### DATA PROVIDED
— Begin —
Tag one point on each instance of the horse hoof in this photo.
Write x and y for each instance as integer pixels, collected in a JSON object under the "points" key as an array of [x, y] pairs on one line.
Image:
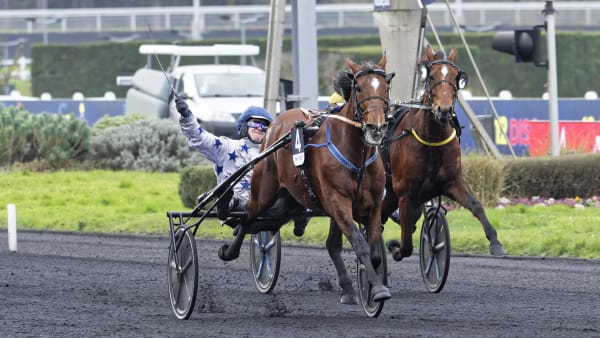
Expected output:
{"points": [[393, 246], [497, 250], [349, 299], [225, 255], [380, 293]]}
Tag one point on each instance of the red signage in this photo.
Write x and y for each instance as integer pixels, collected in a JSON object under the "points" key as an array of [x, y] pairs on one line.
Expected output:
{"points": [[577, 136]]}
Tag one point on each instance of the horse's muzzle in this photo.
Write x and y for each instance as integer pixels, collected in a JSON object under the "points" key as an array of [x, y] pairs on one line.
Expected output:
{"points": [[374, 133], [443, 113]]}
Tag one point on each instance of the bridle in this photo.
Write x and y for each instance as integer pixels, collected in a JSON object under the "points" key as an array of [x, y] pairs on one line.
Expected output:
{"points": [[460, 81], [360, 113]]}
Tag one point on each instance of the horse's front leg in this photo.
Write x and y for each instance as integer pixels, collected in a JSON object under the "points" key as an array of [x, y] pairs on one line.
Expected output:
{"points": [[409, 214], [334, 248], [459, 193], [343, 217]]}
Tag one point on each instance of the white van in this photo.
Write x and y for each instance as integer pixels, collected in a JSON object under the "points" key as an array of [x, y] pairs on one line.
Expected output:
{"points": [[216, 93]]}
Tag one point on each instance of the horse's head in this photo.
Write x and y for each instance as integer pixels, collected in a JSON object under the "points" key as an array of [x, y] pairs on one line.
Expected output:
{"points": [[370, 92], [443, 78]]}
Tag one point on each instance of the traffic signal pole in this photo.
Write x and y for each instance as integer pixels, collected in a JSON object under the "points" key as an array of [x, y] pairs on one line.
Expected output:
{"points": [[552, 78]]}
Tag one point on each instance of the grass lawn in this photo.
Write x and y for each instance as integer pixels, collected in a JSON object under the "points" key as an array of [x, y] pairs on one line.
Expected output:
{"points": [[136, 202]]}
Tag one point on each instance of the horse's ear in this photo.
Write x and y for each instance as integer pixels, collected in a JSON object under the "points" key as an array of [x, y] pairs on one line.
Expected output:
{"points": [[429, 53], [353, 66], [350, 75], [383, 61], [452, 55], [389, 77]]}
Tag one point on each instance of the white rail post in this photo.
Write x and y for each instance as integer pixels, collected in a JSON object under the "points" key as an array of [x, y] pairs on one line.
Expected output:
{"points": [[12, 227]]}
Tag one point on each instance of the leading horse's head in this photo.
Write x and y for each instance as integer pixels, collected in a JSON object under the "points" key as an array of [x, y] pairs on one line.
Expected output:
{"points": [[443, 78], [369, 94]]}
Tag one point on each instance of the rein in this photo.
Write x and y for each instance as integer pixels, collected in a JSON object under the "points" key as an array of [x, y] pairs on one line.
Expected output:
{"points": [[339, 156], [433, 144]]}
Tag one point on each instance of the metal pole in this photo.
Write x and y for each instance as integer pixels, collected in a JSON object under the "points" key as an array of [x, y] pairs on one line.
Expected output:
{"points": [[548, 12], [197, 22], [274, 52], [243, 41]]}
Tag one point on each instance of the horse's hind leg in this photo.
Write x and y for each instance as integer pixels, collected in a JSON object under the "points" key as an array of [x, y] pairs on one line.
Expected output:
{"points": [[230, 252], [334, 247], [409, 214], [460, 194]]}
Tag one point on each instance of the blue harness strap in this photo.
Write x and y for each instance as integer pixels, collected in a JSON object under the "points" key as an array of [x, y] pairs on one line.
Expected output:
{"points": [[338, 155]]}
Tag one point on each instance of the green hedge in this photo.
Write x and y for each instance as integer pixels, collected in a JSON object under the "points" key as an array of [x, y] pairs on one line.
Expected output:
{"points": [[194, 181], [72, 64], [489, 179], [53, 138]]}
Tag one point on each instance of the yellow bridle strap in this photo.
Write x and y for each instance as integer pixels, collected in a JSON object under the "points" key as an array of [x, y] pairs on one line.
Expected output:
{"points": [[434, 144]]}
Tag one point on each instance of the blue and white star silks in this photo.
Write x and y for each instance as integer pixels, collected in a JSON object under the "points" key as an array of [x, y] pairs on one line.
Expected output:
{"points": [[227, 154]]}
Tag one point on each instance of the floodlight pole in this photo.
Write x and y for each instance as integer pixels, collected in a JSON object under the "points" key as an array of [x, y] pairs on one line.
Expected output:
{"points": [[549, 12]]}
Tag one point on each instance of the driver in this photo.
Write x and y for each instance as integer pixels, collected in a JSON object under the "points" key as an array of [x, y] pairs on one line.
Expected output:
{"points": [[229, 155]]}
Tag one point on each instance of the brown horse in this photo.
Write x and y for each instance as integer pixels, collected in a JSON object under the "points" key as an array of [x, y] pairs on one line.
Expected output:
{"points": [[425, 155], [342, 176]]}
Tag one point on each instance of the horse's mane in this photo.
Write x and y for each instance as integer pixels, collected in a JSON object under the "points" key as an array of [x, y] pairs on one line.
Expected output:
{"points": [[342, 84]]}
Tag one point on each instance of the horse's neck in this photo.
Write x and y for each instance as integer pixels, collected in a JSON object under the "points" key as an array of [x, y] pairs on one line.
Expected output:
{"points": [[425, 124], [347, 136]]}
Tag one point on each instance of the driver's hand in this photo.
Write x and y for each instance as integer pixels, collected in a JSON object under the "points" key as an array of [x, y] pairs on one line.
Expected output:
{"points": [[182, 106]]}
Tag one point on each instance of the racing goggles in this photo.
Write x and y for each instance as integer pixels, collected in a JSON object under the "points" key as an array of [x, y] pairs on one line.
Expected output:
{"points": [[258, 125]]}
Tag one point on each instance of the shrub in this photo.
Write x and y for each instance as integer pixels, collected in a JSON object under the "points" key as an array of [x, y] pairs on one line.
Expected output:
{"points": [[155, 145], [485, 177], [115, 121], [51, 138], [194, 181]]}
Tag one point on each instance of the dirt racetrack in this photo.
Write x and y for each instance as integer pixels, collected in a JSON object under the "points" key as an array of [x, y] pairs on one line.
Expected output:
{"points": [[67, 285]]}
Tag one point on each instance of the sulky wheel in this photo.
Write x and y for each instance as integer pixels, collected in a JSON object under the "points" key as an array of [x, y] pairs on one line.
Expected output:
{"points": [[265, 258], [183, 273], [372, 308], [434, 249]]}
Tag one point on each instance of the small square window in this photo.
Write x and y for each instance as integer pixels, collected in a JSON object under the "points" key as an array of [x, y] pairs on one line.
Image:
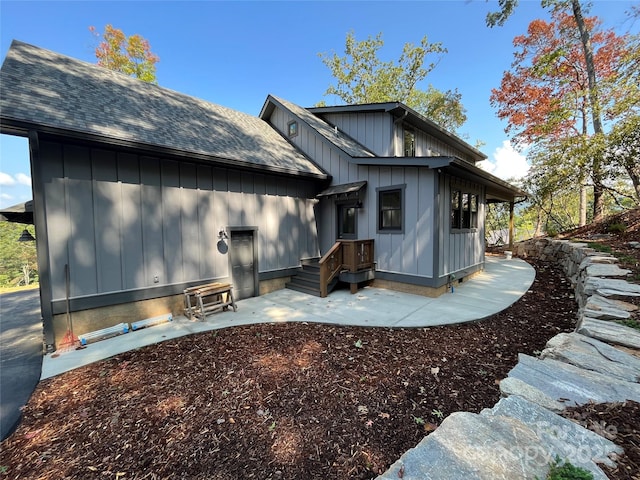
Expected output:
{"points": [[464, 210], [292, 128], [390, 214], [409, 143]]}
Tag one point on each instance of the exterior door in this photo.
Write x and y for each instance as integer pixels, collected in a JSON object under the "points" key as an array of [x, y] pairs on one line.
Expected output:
— End —
### INSTRUCTIONS FOR THE TASK
Return to the listing above and set it down exactly, leaving out its pictures.

### TASK ANSWER
Tag one point on each instance of the horse hoof in this photo.
Write x and y for each instance as integer pixels, collected in a JSON object under the "points" key as an array of [x, y] pairs on one line.
Image:
Expected output:
{"points": [[393, 246], [497, 250], [349, 299], [225, 255], [380, 293]]}
Tag one point on each instance of the red signage in this photo.
Write x and y for each instance as integer pixels, collected in a JSON object under the "points" key as an array of [x, y] pairs on one line.
Expected output:
{"points": [[577, 136]]}
Tag one point on each instance of the horse's muzzle in this photo.
Write x and y for each instance as integer pixels, collected in a JSON object under the "points" key as an array of [x, y] pairs on one line.
Expected output:
{"points": [[374, 133], [443, 113]]}
Tag one point on each instance of the bridle in this photo.
Write x and y for each instance as integer pixels, collected in a JSON object under the "points" key as an array of [x, y] pairs on one line.
Expected output:
{"points": [[460, 81], [360, 113]]}
Tag one point on each instance of the horse's front leg in this photo.
Write x and y for each instance as integer pixels, collected in a JSON object under the "points" key as an array of [x, y] pairs on one line.
Expected output:
{"points": [[409, 214], [334, 248], [459, 193], [343, 217]]}
Tag one point on each instance of the white van in this photo.
Write x and y for each instance as integer pixels, collected in a JSON object under the "points" key as an array of [x, y] pairs on one line.
Expected output:
{"points": [[216, 93]]}
Tag one point on each instance of the horse's head in this photo.
Write x and y for each instance as integer pixels, collected in a JSON object under the "points" key as an array of [x, y] pairs on one line.
Expected output:
{"points": [[370, 92], [443, 78]]}
Tag one point on each instance of the traffic signal pole in this photo.
Write x and y for each instance as integer pixels, collected in a JSON object under the "points" key as an array of [x, y] pairs on one line.
Expected output:
{"points": [[552, 78]]}
Tag one point on each instance of the grass lawn in this photo.
Write x and y for each instance as integer pixels, collected in a JSON object under the "points" key as an array of [x, y] pairs on one line.
Expected output:
{"points": [[136, 202]]}
Tag one point on each instance of the horse's ear in this photo.
Write x and y for each instance as integer pixels, collected in a JSON object under the "points" key as an array of [x, y] pairs on one line.
Expected output:
{"points": [[429, 53], [353, 66], [350, 75], [383, 61], [452, 55], [389, 77]]}
Tag one point on each instance of the white rail post in this photo.
Write x and y for each instance as integer pixels, collected in a JSON object under the "points" key as an array of [x, y] pairs on one line.
Expected output:
{"points": [[12, 227]]}
Tag one point on each instance of the leading horse's head in this photo.
Write x and y for each instance as integer pixels, collected in a JSON object under the "points" key as an array of [x, y] pairs on one line.
Expected output:
{"points": [[443, 78], [369, 94]]}
Tag one point on each instance of the rein in this photo.
Write x and y for each instance as integer pixels, collected in a JSON object under the "points" key as an array of [x, y] pairs on one line.
Expected output:
{"points": [[339, 156], [433, 144]]}
Tag one point on each instance of the metal pole in this photo.
Write x and y for each instance as integer pixels, collected in a JSON object under the "points" key as an array of [x, y] pairs on one line.
Expected output:
{"points": [[548, 12], [197, 22], [274, 52], [243, 41]]}
Tag one point on each instance of the horse's hind leg in this photo.
Write x and y for each instance as integer pixels, collected in a JSON object under the "points" key as an array of [x, y] pairs on one line.
Expected output:
{"points": [[230, 252], [334, 247], [409, 214], [460, 194]]}
Tag one point on each instance of the blue harness strap in this photo.
Write x and y for each instance as integer pixels, collected in a JSON object under the "points" key as an array of [x, y] pairs on one line.
Expected output:
{"points": [[338, 155]]}
Tag one point on each instance of the green hedge in this photo.
Write x and y for each instance as integer pixels, collected in a JSON object under the "points" key as an array of [x, y] pairs on one line.
Expected output:
{"points": [[194, 181], [72, 64], [489, 179], [53, 138]]}
Tag one point on each instance of the yellow bridle strap in this photo.
Write x and y for each instance as integer pixels, collected in a JSON object under the "points" key as an array of [x, y] pairs on one line.
Expected output:
{"points": [[434, 144]]}
Tag one point on each instance of the blue and white star silks in this photo.
Write x and y for each instance as integer pixels, collected in a JSON object under the "points" key as an array of [x, y] pairs on one line.
Expected output:
{"points": [[227, 154]]}
Tag one point on each instance of the floodlight pole in this photo.
Write x and y for each instance as integer pixels, collected in a JSON object under the "points" key as an array of [x, y] pairs on one line.
Expected output:
{"points": [[549, 12]]}
Tag one point on each instance of the driver in this photo.
Write x and y for each instance as integer pixels, collected in a JSON object under the "points" key as an array of [x, y] pairs on one line.
Expected output:
{"points": [[229, 155]]}
Tag one point on each instance of the brown horse in this photo.
Write x and y for each instance as integer pixels, collected in a JSON object under the "points" key as an array of [x, y] pairs on one line.
Expected output:
{"points": [[425, 155], [342, 176]]}
Tag one point on each instance of the horse's mane in this photo.
Write x and y for each instance as integer pixels, collected in a JSON object under the "points" key as an array of [x, y] pairs on one line.
Expected output:
{"points": [[342, 84]]}
Tag one point on each instance of the horse's neck in this photo.
Write x and y for each instance as integer pixels, collected in a JSON object under the "points" key as an array of [x, y] pairs on one line.
Expected output:
{"points": [[425, 124], [347, 136]]}
Tag one point on each instance of the driver's hand in this photo.
Write x and y for each instance as integer pixels, collected in a JSON object under the "points" key as an array of [x, y] pairs on one line.
Expected output:
{"points": [[182, 106]]}
Tag one point on each instance of the racing goggles in this photo.
Write x and y for each instance as integer pixels, collected in a JSON object under the "points" key as an array of [x, y] pairs on one line.
Expected output:
{"points": [[258, 125]]}
Tag one point on each instance of the shrub in this photo.
Write x and y for each instance as integer pixels, collected in a JSON object under the "points" key as an array of [x, y] pairs on one line.
Expected output:
{"points": [[155, 145], [485, 177], [115, 121], [51, 138], [194, 181]]}
Tag one point on each instance of the dirt racetrack in this photo.
Write x and y for each instance as integer pixels, collected in a JSON object under the "points" key as an array of [x, y] pairs on one line.
Expected output:
{"points": [[67, 285]]}
Tag one point on each instance of the sulky wheel in this photo.
Write x and y for each instance as integer pixels, collected in a JSON object under the "points" key as an array of [x, y] pairs on one line.
Expected output:
{"points": [[265, 258], [183, 273], [372, 308], [434, 249]]}
Tag one point on each instance of the small square window in this photo.
Write x and y for each instance as integer pixels, collected in a JSON object under the "points" key as an array of [x, y] pairs on one line.
Image:
Expected output:
{"points": [[464, 210], [292, 128], [390, 214], [409, 143]]}
Tag one point on each instance of the exterior door in this photo.
Write x and y for each instance as integer pixels, collected in a JSON object under the "points" key as an array of [x, y] pairs on one line.
Expected output:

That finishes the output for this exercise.